(Natural-language object grounding data)
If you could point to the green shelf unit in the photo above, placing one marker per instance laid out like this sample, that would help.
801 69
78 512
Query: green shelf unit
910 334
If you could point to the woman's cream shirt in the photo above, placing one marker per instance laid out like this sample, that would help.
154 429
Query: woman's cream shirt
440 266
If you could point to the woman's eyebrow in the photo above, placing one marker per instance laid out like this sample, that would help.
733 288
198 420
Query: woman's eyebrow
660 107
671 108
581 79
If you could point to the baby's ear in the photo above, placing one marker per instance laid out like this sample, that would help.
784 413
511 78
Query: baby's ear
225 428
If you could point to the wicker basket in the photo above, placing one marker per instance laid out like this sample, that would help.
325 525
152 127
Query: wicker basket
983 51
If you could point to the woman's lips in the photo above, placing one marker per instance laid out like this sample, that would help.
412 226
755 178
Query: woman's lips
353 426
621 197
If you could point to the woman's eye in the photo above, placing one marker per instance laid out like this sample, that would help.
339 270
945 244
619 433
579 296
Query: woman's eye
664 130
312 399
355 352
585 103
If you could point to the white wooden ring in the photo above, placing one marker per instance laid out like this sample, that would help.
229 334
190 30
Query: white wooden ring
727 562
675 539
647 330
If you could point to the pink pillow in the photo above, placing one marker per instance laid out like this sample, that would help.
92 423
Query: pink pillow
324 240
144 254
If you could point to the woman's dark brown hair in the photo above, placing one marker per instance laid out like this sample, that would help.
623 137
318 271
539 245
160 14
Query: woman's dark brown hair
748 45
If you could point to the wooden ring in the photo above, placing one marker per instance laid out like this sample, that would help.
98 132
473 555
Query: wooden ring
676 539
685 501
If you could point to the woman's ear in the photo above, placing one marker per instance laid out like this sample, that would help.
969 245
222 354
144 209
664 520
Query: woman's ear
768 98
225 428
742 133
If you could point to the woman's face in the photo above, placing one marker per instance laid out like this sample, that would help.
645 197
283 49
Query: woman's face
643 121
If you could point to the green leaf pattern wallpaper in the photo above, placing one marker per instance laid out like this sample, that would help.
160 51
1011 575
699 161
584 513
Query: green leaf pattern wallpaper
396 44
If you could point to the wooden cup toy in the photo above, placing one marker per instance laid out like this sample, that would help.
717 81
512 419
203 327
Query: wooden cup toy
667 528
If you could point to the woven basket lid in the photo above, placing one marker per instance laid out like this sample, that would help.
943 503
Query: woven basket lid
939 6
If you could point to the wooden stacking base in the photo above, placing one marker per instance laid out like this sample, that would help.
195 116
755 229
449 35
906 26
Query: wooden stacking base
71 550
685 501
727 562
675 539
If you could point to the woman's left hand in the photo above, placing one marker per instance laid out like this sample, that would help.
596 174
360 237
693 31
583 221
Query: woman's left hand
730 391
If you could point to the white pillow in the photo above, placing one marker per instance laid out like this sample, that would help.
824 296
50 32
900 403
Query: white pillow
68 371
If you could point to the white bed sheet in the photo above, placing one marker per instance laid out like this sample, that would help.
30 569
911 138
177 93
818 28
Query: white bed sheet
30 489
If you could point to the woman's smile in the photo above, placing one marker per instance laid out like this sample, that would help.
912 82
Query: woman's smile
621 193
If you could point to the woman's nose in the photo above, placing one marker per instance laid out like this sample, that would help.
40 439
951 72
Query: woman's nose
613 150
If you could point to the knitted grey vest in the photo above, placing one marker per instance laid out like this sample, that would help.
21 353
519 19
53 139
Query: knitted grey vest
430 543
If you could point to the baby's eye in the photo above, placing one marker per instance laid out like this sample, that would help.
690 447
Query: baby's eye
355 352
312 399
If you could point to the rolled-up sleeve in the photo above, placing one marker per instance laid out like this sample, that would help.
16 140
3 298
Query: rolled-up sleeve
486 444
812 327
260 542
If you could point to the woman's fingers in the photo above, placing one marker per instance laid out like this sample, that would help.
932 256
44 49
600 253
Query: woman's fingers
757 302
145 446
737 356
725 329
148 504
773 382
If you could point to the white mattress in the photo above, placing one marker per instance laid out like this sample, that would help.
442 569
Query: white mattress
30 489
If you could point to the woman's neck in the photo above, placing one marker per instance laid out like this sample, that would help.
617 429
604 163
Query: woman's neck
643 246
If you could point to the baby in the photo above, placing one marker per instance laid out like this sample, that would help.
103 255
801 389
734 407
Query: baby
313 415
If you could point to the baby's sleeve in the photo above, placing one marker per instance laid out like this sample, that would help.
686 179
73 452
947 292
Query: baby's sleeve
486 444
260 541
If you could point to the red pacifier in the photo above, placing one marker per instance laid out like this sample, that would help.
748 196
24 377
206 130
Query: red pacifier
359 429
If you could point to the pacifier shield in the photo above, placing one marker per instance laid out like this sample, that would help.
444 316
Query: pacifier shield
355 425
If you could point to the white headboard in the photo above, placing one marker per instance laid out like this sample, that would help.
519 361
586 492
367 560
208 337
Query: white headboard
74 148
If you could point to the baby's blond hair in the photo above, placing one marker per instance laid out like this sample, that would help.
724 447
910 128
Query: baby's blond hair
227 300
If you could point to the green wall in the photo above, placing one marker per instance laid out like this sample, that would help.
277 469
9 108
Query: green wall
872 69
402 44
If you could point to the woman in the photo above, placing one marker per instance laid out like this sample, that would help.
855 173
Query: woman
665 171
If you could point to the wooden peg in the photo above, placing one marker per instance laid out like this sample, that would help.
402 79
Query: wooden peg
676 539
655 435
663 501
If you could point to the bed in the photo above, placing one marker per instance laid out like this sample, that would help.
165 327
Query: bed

**Task details**: Return the whole of the data, character for character.

**Answer**:
If you could point to the green shelf unit in the photo above, placing one marker per instance laid out like this sample, that would help.
801 69
78 512
Query: green shelf unit
910 334
If you could point to the woman's cream shirt in the photo above, placing one marker per instance laid out like this sample, that would help.
154 429
Query: woman's cream shirt
440 266
If you could point to the woman's eyebrow in the photo above, placing one marker per instance laid out like this sample, that would help.
733 288
198 420
Query: woman's eyebrow
660 107
671 108
581 79
If you could point to the baby's ear in the photo above, placing one marker per instance laid out like this sample, that would help.
784 413
511 78
Query: baby's ear
225 428
If you could point to the wicker basket in the photo above, placing one marker per instance laid out like this sample, that would help.
325 525
152 127
Query: wicker basket
983 51
If you could point to the woman's lips in the photo above, placing one marker per instance laid out like this sample, that would help.
412 226
755 178
Query: woman's lips
353 426
621 197
If you could point to the woman's eye in the photo above, placing one marker per instance laid out like this sample, that would help.
339 270
945 244
619 433
579 296
Query: woman's eye
664 130
312 399
355 352
585 103
If you could point to the white wooden ring in the photo above, placing one marker per instance laid out like this sample, that would help.
229 334
190 30
Query: white wooden ring
727 562
675 539
647 330
If you could point to the pink pillow in the photo above, placing one marker per instance laid out like this sample, that would help.
92 423
Query: pink pillow
324 240
144 254
If you could point to the woman's dark brown hair in the photo above, placing one marker per instance laid out like this sample, that would help.
623 137
318 271
539 245
160 14
Query: woman's dark brown hair
748 45
If you could point to the wooden ring in the photo above, placing one marker per instance laid out like this sample, that would help.
98 132
473 555
Query: wooden ring
676 539
685 501
If you could point to the woman's ear in the photo above, placing one marker per instance laid out like this sample, that would help.
969 245
222 354
144 209
664 520
Query: woman's ear
768 98
225 428
742 133
If you could point to the woman's face in the photo above, placing one marker per instance laid out like this sample, that would help.
645 197
283 49
Query: woman's face
643 121
If you could point to the green leaf pattern wallpaper in the photo above, placing one marker per instance laid out like this sample, that would help.
160 51
1011 575
699 161
584 513
Query: green leaf pattern wallpaper
396 44
If you could point to the wooden cup toy in the photo above, placing one marker per instance laid out like this sample, that would help.
717 81
512 419
203 327
Query: wooden cup toy
667 528
If you could point to the woven basket lid in the photo above, placing one marker per instance laid out like this sample, that would help.
943 503
Query: woven basket lid
939 6
If you could point to the wooden stacking base in the photo above, placing one marker per instance laid out like this sample, that would help.
195 116
755 229
449 35
906 26
Query: wooden stacking base
71 550
685 501
727 562
675 539
If you could point to the woman's left hand in the photo above, placing one marker per instance laid out like this sample, that would help.
596 174
360 237
693 31
583 221
Query: woman's left hand
730 391
If you could point to the white pillow in the photo above, placing one marker per instance laid out like this sample, that would help.
824 296
50 32
900 403
Query: white pillow
68 371
If you could point to the white bed sheet in the photo above, placing one marker per instance laid out like this sample, that would help.
30 569
911 138
177 93
818 28
Query: white bed sheet
30 489
If you could point to the woman's smile in the photo above, placing one marker per instance laid out like this sample, that would help.
912 82
Query: woman's smile
621 193
If you could point to the woman's nose in the photo above, placing one marker per instance laid out like this sample, that would help.
40 439
951 72
Query: woman's nose
613 150
If you could point to the knitted grey vest in the photo above, placing one marker per instance laid out like this sample, that would help.
21 353
519 19
53 139
Query: knitted grey vest
430 543
If you could point to the baby's eye in the photo above, placing one marker per instance laid out like this sample, that would help.
690 447
Query: baby's eye
355 352
312 399
If you could point to the rolled-up sleeve in the photo above, placing one marker per instance laid out like this sample, that would help.
16 140
3 298
Query: rolled-up sleeve
486 444
812 327
260 542
If you could point to the woman's fingers in the photo above, placing one marker per instance laid out like this sample, that would help.
932 256
44 49
600 253
Query: woman's fingers
757 302
145 446
737 356
725 329
148 504
773 382
If you could point to the white mattress in the photo above, placing one marker per instance laid out like this sample, that would help.
442 569
Query: white mattress
30 489
If you could point to the woman's neck in the photo above, placing one marker per instance laid out like this sample, that would help.
617 429
604 163
Query: woman's neck
643 246
If you could point to the baby in the photo above, placing one marker per instance laid out like this sample, that would help.
103 255
801 389
734 407
Query: baby
313 415
If you could point to the baby's sleeve in the photo above, placing one marker per instance laid out like this sample, that would help.
686 179
73 452
947 292
Query: baby's sleeve
486 444
260 541
If you could point to the red pacifier in the photo above, placing one marker per instance laid out like this sample, that would help.
748 196
24 377
206 130
Query: red pacifier
359 429
If you could point to the pacifier shield in the photo above, placing one marker per instance laid out like this sample, that would help.
444 316
Query: pacifier shield
355 425
If you could point to the white headboard in the photo above, placing one marker per instance laid out like this sample, that would help.
519 361
586 492
367 560
208 337
Query: white headboard
74 148
If you could point to the baby's blond hair in the photo above, placing one marker per instance laid out like this sample, that would help.
724 447
910 128
Query: baby's blond hair
227 300
If you could point to the green wall in the photo above, placing one marker per instance laid out like this sample, that would help.
277 469
9 108
Query: green wall
872 69
402 44
If you could point to the woman in the photo above, placing one marker per instance laid out like this sample, that would help.
855 173
Query: woman
665 171
If you could point to the wooden peg in the photo above, placing one marker per instance laid out like this sample, that would help.
402 79
Query: wooden peg
676 539
655 435
663 501
If you could point to the bed in the photo above, placing one marker per instance laid out like this sample, that would help.
165 327
Query: bed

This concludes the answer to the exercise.